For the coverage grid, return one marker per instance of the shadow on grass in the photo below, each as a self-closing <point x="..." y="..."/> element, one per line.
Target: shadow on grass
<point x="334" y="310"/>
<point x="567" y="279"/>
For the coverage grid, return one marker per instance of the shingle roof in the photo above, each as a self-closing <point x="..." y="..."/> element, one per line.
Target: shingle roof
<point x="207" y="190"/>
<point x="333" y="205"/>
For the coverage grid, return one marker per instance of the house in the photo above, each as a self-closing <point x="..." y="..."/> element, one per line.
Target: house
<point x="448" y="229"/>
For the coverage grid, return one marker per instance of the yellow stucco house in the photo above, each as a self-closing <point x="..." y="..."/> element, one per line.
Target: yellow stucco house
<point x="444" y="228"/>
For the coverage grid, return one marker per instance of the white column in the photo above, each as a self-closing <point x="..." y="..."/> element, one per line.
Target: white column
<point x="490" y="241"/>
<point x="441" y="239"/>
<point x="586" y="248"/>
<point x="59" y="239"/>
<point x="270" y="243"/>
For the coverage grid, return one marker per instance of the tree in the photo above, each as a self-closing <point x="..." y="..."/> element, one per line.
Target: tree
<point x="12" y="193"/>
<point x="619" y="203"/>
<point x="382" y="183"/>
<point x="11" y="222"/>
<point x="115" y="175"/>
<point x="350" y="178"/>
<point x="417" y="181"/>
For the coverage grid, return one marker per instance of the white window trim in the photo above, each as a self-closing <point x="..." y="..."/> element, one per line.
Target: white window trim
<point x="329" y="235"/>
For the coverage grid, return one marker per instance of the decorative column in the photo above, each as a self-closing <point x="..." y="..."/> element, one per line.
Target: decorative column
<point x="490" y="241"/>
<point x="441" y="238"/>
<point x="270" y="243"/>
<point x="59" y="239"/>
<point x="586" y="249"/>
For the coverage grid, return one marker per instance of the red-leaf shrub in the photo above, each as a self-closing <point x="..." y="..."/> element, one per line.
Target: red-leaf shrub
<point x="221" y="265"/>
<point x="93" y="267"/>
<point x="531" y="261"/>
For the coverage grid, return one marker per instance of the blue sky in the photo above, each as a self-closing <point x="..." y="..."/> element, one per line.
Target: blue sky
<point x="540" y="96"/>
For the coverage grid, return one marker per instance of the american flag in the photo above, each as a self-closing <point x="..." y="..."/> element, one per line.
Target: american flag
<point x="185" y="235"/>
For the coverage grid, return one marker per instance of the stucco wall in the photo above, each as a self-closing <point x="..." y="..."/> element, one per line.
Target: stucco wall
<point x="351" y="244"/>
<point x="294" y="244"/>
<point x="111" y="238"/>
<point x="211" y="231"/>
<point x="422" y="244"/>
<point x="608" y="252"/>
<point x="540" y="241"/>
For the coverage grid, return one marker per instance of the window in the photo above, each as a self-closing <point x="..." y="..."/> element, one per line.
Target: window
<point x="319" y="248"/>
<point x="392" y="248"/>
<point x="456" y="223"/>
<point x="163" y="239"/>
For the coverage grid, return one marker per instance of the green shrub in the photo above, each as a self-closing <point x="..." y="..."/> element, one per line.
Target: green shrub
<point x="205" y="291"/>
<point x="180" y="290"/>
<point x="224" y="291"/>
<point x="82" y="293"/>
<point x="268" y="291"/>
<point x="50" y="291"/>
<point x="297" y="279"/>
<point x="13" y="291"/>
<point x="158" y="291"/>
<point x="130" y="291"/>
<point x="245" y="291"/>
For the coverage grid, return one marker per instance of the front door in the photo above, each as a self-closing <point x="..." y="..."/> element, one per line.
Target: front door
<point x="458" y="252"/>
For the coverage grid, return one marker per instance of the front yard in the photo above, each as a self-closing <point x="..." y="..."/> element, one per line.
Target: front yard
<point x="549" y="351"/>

Work instruction:
Each record above is to be reproduced exactly, in full.

Task output:
For the coverage grid, return one marker per instance of the shadow on grass in the photo below, each as a self-closing <point x="..." y="..."/> element, one per line.
Target: shadow on grass
<point x="334" y="310"/>
<point x="567" y="279"/>
For the coverage grid, return one marker per instance of the shingle roof in the photo above, each as a self-closing <point x="..." y="..."/> element, one per line.
Target: shingle roof
<point x="207" y="190"/>
<point x="333" y="205"/>
For the coverage grid, return one marker per instance of the house in the photo above, each as a self-closing <point x="..." y="..."/> element, one per line.
Target: house
<point x="448" y="229"/>
For the coverage grid, return one marker per instance of the yellow stucco house in the photo above, each as a self-closing <point x="..." y="..."/> element, one per line.
Target: yellow stucco house
<point x="444" y="228"/>
For the coverage grid, return one marker per instance of the white column in the photo above, each as a self-closing <point x="..." y="..."/> element, one per line.
Target: white column
<point x="490" y="241"/>
<point x="441" y="239"/>
<point x="586" y="248"/>
<point x="59" y="239"/>
<point x="270" y="243"/>
For the coverage grid, return one marker per instance of the tree in the photo above, each as a self-closing <point x="..." y="..."/> element, one per line.
Target: tree
<point x="12" y="193"/>
<point x="619" y="203"/>
<point x="382" y="183"/>
<point x="11" y="222"/>
<point x="115" y="175"/>
<point x="350" y="178"/>
<point x="417" y="181"/>
For the coverage grid, return one marker per instance of the white window trim in the photo above, each as a self-closing <point x="..." y="..."/> element, one per line.
Target: white window trim
<point x="329" y="235"/>
For the coverage grid, return one marker per instance of the decorative column in the photo above, each as a self-closing <point x="..." y="..."/> element, one per line.
Target: decorative column
<point x="490" y="241"/>
<point x="441" y="238"/>
<point x="270" y="243"/>
<point x="59" y="239"/>
<point x="586" y="249"/>
For the coverage grid, return one marker per instance of the red-leaf shrub in the photo above, each as a self-closing <point x="..." y="..."/> element, one per line.
Target: red-leaf shrub
<point x="221" y="265"/>
<point x="93" y="267"/>
<point x="531" y="261"/>
For the coverage grid, return one marker per instance of the blue sky in the photo above, each as a self-closing <point x="..." y="..."/> element, one per line.
Target: blue sky
<point x="540" y="96"/>
For the coverage grid, return one marker per instance of the american flag in the photo above, each as a self-closing <point x="..." y="..."/> element, one per line.
Target: american flag
<point x="185" y="235"/>
For the coverage grid, return one marker per instance of the stucco wall in the photo above, each as a self-closing <point x="..." y="..."/> element, one per line.
Target: stucco wall
<point x="351" y="244"/>
<point x="294" y="244"/>
<point x="111" y="238"/>
<point x="211" y="231"/>
<point x="422" y="244"/>
<point x="608" y="252"/>
<point x="540" y="241"/>
For the coverage grid, return one marker per instance of the window in the photo above, each as a self-closing <point x="..." y="..."/> element, one per line.
Target: window
<point x="319" y="248"/>
<point x="392" y="248"/>
<point x="456" y="223"/>
<point x="163" y="239"/>
For the coverage grid, return one marker per instance of the green shrub in the photo above, each as a self-closing <point x="..." y="..."/> element, one per line.
Target: green shrub
<point x="205" y="291"/>
<point x="180" y="290"/>
<point x="224" y="291"/>
<point x="82" y="293"/>
<point x="268" y="291"/>
<point x="50" y="291"/>
<point x="297" y="279"/>
<point x="13" y="291"/>
<point x="158" y="291"/>
<point x="130" y="291"/>
<point x="245" y="291"/>
For the coverage grid, return one marker per instance of the front door in the photo above, each as a self-closing <point x="..." y="..."/> element, one per line.
Target: front door
<point x="458" y="252"/>
For the coverage grid, return one marker per instance of the front yard in the photo above, each as a self-closing <point x="..." y="..."/> element, one per line.
Target: front yard
<point x="549" y="351"/>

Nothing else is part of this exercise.